Records on where objects are located>
--------------------------------------------------
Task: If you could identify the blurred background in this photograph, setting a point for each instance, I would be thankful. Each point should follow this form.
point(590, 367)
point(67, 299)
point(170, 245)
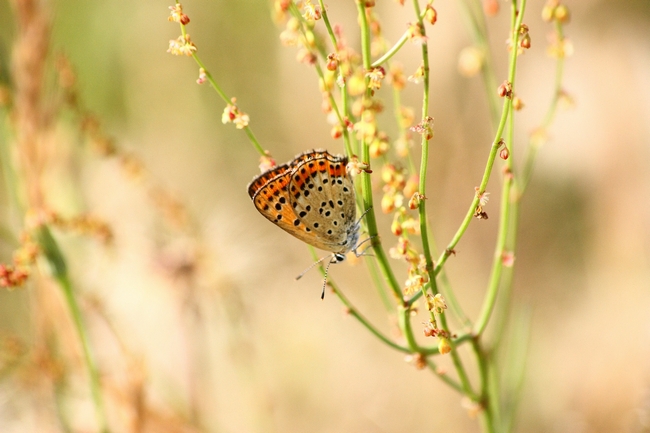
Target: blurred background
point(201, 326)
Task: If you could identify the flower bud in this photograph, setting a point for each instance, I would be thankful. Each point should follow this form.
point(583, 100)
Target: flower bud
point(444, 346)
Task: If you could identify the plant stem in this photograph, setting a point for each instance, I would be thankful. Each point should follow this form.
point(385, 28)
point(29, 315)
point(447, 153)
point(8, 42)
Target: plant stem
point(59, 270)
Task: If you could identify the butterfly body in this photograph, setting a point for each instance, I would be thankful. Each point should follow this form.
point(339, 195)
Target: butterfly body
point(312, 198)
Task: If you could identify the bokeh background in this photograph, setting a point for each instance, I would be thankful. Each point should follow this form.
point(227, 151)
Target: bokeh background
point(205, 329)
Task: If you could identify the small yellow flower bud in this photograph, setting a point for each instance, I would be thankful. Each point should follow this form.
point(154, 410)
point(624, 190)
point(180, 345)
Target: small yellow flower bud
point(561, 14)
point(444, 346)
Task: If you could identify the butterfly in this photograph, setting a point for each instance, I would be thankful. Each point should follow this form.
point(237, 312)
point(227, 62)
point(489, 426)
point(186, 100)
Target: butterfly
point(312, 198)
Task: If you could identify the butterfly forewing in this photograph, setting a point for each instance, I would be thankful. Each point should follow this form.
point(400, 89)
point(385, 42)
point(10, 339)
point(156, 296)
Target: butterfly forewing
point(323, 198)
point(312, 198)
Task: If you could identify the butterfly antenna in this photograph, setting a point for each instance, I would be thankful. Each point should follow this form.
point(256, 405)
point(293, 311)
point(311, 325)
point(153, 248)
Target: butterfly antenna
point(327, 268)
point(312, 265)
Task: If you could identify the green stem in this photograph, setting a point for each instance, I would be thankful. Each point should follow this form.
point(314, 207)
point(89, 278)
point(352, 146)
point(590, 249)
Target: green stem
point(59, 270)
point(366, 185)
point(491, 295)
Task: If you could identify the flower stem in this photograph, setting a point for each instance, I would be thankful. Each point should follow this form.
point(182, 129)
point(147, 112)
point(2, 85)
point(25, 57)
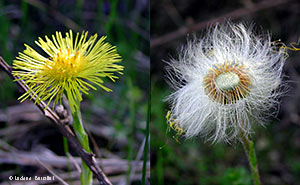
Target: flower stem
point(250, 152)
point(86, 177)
--------------------------------------------------
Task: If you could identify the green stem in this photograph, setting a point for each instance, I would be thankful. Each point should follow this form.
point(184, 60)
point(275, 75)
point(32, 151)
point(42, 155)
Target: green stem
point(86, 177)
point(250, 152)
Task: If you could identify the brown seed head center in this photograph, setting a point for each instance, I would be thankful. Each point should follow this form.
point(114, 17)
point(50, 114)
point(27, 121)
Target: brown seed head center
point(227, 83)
--------------------------------------------------
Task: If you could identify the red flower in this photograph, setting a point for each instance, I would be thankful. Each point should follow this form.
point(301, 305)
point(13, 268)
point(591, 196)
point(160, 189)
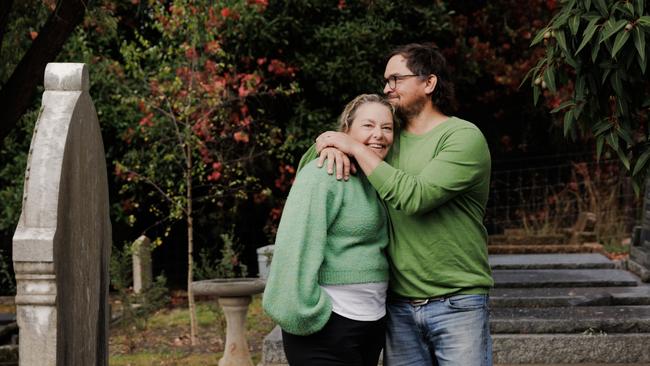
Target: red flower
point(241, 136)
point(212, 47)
--------------------------------------------------
Brief>
Could you reproduce everything from "Task: If you could identify the red" down to "point(212, 47)" with "red flower" swapped for "crimson flower", changing nothing else? Give only those lines and leave out the pictures.

Expected answer>
Task: If you could identify the crimson flower in this photograph, setting a point for each instance, I would be thankful. Each point should follow this form.
point(301, 305)
point(13, 268)
point(591, 196)
point(160, 189)
Target: crimson flower
point(241, 136)
point(212, 47)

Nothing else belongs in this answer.